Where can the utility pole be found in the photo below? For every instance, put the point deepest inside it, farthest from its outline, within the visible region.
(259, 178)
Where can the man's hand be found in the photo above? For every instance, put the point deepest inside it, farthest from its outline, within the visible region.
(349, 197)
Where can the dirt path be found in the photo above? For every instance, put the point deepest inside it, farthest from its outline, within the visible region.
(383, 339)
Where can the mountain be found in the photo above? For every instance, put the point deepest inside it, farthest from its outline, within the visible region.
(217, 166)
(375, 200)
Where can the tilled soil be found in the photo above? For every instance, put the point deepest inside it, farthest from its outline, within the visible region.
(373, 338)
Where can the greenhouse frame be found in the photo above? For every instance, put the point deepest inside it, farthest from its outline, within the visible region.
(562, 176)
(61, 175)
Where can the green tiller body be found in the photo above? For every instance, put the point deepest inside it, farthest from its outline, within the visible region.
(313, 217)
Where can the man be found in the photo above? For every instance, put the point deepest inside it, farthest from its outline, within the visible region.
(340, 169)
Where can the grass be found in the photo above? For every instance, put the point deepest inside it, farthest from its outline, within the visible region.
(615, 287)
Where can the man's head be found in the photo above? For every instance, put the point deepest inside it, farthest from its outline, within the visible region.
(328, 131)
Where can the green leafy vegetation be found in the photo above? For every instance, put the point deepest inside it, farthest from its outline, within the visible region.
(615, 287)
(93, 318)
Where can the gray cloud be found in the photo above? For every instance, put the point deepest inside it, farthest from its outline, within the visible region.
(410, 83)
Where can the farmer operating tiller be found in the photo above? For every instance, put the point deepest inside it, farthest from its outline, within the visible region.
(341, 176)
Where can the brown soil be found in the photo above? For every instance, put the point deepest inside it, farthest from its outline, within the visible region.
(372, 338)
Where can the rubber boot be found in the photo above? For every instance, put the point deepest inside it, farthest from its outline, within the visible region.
****
Task description
Rewrite all of the lines above, putting "plowed soil" wherever "tilled soil" occurs and leaving every other word unchanged.

Exercise response
Where can the utility pole be found in the photo below? For every instance, put the point deepest inside it, farthest from its outline, within the visible region.
(259, 178)
Where can the man's hand be found in the photo above? For every instance, put the point deepest inside it, farthest from its outline, within the visible region.
(349, 197)
Where can the dirt path be found in the photo above? For every instance, put the point deepest inside it, farthest from its outline, within the visible region.
(383, 339)
Where can the mountain be found in the photo above? For every instance, put the point deepest inside it, farthest from its outline, within the visible region.
(217, 166)
(375, 200)
Where can the plowed soil be found in the photo above? For every instance, put the point deepest inside it, farthest from its outline, within the visible region.
(373, 338)
Where can the greenhouse frame be found in the photo above? For every instance, put the point deepest inside it, farthest from its outline, within the visible region.
(562, 176)
(61, 175)
Where can the green tiller body be found in the photo above? For every instance, put the point deepest inside it, farthest from its outline, within the visible region.
(313, 217)
Where can the man be found in the photo above? For every instance, put the point deepest inside it, farthest from its outline, within the visible region.
(340, 169)
Where can the grass be found in the photo above? For every instance, put the point deepest inside it, farthest from its outline, within the visible region.
(615, 287)
Where can the man's head be found in the photo above? For every instance, put the point deepest inside it, farthest from its outline, within the visible region.
(328, 131)
Where can the green leafy vegetation be found in the photo above? For every instance, put the point deepest inside it, farthest from its outline, within the visible region.
(615, 287)
(93, 318)
Where can the gray cloud be found in the photo above? For every instance, put the point deepest inside it, farthest from its outline, within the visible region.
(410, 83)
Where can the farmer operating tiller be found in the photo above? For every instance, put the point deepest inside it, farthest from its outline, within the visible region.
(341, 176)
Where can the brown soil be found in the photo above? For every instance, put the point deepest inside it, farthest from its outline, within the visible region.
(372, 338)
Where can the rubber boot be found in the photo above? For every instance, put the point deepest inside it, farthest from its outline, within the visible region.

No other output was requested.